(Records from a point labeling set)
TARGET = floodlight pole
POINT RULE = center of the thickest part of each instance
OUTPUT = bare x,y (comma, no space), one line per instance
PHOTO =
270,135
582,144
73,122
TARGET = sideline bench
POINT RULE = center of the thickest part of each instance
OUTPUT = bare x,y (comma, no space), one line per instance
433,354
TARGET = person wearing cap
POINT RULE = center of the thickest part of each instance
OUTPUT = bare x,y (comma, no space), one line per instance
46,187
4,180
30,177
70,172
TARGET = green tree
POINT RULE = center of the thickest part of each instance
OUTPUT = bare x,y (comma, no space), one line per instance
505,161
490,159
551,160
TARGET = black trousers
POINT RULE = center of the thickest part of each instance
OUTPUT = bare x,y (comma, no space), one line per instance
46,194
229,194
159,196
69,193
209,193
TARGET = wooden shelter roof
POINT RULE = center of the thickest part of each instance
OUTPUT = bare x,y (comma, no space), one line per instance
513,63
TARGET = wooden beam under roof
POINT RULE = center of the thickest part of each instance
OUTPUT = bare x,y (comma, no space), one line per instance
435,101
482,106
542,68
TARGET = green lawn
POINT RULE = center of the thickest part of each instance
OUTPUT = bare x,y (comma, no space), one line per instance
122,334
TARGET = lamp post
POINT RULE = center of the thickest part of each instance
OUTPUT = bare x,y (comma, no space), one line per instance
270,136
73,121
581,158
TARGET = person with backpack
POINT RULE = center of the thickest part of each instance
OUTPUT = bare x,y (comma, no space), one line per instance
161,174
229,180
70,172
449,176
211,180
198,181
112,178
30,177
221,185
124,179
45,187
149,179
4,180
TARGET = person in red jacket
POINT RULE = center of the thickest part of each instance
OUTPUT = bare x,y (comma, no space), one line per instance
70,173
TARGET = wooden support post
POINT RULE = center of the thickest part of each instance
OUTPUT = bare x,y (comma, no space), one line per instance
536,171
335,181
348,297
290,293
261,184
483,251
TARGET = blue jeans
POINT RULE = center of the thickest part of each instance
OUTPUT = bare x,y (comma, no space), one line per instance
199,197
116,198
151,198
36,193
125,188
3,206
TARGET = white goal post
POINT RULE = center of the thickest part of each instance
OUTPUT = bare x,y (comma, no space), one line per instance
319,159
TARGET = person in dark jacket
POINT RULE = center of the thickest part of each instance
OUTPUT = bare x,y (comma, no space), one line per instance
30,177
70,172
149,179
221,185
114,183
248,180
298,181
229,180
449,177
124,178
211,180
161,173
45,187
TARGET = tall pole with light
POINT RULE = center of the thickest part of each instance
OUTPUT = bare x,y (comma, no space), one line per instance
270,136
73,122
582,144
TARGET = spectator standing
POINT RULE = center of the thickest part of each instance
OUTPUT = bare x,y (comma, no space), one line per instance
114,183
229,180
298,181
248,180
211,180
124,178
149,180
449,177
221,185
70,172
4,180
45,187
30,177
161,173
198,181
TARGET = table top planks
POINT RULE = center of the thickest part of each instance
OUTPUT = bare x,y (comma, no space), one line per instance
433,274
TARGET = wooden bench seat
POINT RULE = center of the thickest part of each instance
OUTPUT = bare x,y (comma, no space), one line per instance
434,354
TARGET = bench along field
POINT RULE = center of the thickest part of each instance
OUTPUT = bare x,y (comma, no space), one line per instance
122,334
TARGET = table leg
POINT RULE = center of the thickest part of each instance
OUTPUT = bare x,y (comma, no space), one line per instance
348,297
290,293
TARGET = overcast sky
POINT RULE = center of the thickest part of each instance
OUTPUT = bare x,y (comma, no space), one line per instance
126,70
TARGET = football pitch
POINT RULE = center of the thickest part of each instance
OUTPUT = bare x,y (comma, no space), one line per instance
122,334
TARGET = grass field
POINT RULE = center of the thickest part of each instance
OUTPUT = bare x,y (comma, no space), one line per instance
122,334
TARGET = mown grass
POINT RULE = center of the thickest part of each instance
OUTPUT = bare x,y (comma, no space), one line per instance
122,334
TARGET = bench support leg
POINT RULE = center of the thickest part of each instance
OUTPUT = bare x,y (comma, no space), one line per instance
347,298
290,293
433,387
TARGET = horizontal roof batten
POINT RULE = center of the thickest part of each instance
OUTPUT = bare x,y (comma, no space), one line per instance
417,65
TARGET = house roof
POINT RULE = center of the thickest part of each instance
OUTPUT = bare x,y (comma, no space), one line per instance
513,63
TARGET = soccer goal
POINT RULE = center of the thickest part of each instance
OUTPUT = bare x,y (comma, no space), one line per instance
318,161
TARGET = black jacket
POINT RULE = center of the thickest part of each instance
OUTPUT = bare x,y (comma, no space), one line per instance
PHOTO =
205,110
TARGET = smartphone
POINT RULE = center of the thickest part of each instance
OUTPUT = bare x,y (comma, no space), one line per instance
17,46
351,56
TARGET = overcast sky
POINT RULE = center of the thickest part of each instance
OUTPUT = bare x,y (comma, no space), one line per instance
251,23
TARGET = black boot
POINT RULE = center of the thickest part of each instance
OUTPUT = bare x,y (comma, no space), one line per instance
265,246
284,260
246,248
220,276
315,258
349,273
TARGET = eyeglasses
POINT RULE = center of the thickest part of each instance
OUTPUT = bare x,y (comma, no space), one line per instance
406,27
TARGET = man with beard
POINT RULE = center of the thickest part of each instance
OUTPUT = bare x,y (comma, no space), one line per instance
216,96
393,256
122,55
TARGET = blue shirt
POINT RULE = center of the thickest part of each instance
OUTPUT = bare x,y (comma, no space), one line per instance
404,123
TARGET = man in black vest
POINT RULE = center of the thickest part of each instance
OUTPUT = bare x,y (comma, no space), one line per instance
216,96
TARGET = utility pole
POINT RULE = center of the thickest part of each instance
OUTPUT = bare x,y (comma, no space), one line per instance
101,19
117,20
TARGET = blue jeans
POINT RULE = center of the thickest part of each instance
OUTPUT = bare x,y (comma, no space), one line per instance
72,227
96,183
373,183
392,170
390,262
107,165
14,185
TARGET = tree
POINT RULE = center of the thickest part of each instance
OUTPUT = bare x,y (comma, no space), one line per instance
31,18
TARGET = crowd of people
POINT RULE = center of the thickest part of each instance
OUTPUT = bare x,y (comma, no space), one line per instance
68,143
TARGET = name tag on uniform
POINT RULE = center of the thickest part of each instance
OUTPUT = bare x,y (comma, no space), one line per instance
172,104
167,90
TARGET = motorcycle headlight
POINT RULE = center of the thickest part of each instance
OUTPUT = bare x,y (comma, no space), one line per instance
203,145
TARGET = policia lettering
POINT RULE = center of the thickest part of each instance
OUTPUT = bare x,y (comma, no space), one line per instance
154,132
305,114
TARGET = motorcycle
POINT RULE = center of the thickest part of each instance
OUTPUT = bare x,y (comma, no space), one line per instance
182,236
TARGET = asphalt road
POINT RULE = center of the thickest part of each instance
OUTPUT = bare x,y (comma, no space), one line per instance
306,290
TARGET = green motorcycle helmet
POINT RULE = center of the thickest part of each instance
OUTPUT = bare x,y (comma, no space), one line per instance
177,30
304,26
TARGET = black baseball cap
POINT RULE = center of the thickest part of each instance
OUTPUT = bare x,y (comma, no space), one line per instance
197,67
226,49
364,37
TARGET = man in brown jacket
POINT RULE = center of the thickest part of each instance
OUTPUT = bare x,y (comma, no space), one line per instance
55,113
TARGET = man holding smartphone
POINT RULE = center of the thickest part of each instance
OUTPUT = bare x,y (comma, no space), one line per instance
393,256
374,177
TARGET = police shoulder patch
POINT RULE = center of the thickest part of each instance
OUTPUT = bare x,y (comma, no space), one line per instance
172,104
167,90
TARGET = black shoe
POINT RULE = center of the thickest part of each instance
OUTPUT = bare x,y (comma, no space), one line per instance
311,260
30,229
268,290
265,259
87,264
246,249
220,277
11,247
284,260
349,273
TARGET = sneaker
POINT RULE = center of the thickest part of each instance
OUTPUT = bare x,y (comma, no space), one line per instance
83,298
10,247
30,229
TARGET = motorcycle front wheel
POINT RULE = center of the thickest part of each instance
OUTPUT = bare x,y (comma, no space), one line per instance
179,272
--
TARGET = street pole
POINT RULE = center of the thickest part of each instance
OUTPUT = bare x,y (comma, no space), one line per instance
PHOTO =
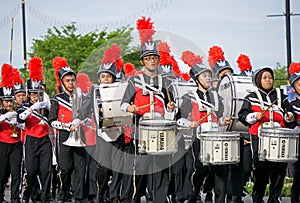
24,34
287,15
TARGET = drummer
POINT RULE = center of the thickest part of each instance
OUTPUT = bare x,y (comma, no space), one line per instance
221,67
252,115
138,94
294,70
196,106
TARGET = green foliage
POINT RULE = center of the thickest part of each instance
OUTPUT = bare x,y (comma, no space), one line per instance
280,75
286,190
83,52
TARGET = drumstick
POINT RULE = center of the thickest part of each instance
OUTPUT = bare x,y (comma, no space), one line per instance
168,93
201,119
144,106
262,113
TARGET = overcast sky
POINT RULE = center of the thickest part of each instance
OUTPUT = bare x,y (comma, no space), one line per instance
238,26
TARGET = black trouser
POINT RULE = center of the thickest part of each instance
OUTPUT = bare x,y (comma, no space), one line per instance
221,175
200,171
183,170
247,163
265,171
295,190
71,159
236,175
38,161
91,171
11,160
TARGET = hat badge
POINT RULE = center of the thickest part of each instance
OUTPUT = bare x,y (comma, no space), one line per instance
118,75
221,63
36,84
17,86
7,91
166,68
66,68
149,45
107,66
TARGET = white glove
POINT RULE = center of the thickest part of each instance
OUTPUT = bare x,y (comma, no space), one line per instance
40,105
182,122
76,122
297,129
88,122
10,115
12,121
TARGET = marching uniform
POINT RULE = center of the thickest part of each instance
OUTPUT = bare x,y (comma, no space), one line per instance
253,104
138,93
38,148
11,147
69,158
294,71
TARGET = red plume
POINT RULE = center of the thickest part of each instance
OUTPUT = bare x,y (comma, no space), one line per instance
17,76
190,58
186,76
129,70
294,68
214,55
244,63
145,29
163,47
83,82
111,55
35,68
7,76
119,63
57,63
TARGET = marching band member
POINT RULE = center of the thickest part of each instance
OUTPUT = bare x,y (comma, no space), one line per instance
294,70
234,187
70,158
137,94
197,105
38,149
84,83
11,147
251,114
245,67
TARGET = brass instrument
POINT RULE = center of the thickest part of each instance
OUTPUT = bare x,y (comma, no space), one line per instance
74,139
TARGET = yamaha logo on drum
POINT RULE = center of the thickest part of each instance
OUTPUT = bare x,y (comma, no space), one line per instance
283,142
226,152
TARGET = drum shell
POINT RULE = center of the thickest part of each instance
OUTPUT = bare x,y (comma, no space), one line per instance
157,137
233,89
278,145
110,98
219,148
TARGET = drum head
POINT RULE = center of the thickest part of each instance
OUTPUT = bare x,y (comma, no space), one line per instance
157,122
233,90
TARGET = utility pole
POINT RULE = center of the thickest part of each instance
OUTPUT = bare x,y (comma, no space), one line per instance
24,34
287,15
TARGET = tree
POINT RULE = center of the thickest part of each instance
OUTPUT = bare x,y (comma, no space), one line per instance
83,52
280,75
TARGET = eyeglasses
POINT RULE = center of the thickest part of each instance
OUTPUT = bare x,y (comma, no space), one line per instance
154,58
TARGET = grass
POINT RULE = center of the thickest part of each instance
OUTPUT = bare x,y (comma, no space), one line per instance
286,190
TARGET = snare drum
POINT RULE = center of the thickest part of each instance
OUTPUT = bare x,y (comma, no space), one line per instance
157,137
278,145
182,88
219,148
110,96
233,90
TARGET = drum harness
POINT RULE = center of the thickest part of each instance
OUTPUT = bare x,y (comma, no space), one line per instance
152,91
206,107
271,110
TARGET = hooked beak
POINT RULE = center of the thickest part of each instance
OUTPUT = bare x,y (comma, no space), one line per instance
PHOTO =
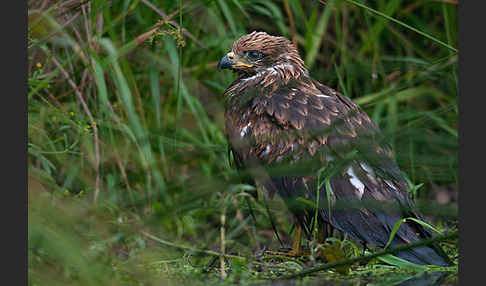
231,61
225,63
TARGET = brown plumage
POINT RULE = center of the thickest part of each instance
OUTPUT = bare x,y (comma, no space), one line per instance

Exercise objective: How many lines in the records above contain the word "person"? Reply with the number alone.

Task output: 4